▶ 本文
____________________

こんにちは。技術開発部の赤井橋です。
弊社では現在adstirログ基盤のリプレイスを計画しており、その一貫としてAWS Glueでのデータ変換(json → parquet)、及び変換データのAthenaでの検索を試しました。
Glueとは
https://aws.amazon.com/jp/glue/
2017-08-15から利用出来るようになった抽出、変換、ロード (ETL) を行う完全マネージド型のAWSサービスです。 使い所としてはファイルのカラムナフォーマットへの変換、及びパーティションが有効なディレクトリへの配置、データカタログ(テーブル定義のメタデータ)の更新・・など、 ビッグデータを使いやすく成型する場面が多いかと思います。
Glueが提供する機能
大きく分けて2つ存在します。(2018-07-31時点)
1. データカタログの更新
クローラという機能を用いてデータカタログの自動更新を行うことが出来ます。 クローラは指定されたデータソース(特定のS3ディレクトリなど)内をスキャンし、該当ディレクトリにあるファイルフォーマットに合わせたテーブル定義(パーティショニング含む)を自動で行ってくれます。 定義されたデータカタログはAthena、EMR、Redshift Spectrumでも使用(2018-07-31時点)でき、実行スケジュールの登録も可能です。

____________________

▶ データ一覧
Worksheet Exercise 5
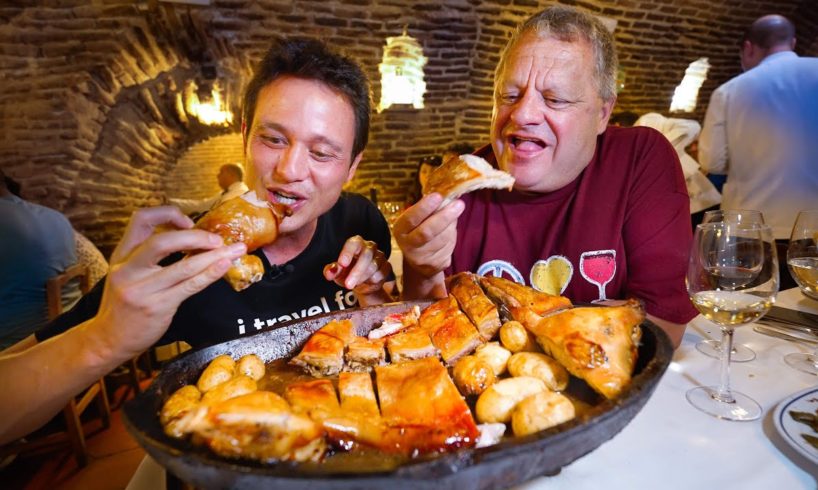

____________________

▶ 実施事項
1. Glueの紹介文のうち、「弊社では現在adstirログ基盤のリプレイスを計画しており、その一貫としてAWS Glueでのデータ変換(json →」を含む語句で始まり「大きく分けて2つ存在します。(2018-07-31時点)」で終わる部分を、「リプレイス」を「刷新」に置き換えて書き直してください。
2. Glueの紹介文で「クローラという機能を用いて」から始まる段落を、主な事実を残したまま箇条書きにまとめてください。
3. Glueの紹介文の最後の文に続けて、その先を書き継いでください。

▶ 課題への回答
1.
弊社では現在adstirログ基盤の刷新を計画しており、その一貫としてAWS Glueでのデータ変換(json → parquet)、及び変換データのAthenaでの検索を試しました。
Glueとは
https://aws.amazon.com/jp/glue/
2017-08-15から利用出来るようになった抽出、変換、ロード (ETL) を行う完全マネージド型のAWSサービスです。 使い所としてはファイルのカラムナフォーマットへの変換、及びパーティションが有効なディレクトリへの配置、データカタログ(テーブル定義のメタデータ)の更新・・など、 ビッグデータを使いやすく成型する場面が多いかと思います。
Glueが提供する機能
大きく分けて2つ存在します。(2018-07-31時点)

2.
- クローラという機能を用いて、データカタログを自動で更新できる。
- クローラは、指定されたデータソース（特定のS3ディレクトリなど）の中をスキャンする。
- 該当ディレクトリにあるファイルフォーマットに合わせて、テーブル定義（パーティショニングを含む）を自動で行う。
- 定義されたデータカタログは、Athena、EMR、Redshift Spectrumでも使用できる（2018-07-31時点）。
- 実行スケジュールの登録も可能である。

3.
2. ETL
ジョブという機能を用いてデータ抽出、変換を行うことが出来ます。 ジョブ追加時のセットアップガイダンスに従って進めていくと最終的にPythonのスクリプトが自動生成されます。シンプルな処理であればスクリプトの修正は不要ですが、手の込んだ処理の場合修正する必要があります。 ジョブを定期実行するトリガーという機能もあります。
使用にあたり
上記2つの機能はどちらかだけ使用してもよく、どちらとも使用したい場合も使用順序に制約はありません。 そのため、クローラでテーブル定義を更新し、更新されたテーブル定義を元にジョブでのデータ変換を行う、という流れ以外にもジョブで変換されたファイルに対してクローラでテーブル定義を更新する、という用途でも使用出来ます。
ジョブのスクリプト
セットアップガイダンスを終えるとPythonスクリプトが生成されますが、例えば特定の引数を受け取って処理を行いたい場合は別途実装が必要です。 スクリプトではGlueで独自定義されたDynamicFrameというデータ構造を操作することで独自の変換処理を行えます。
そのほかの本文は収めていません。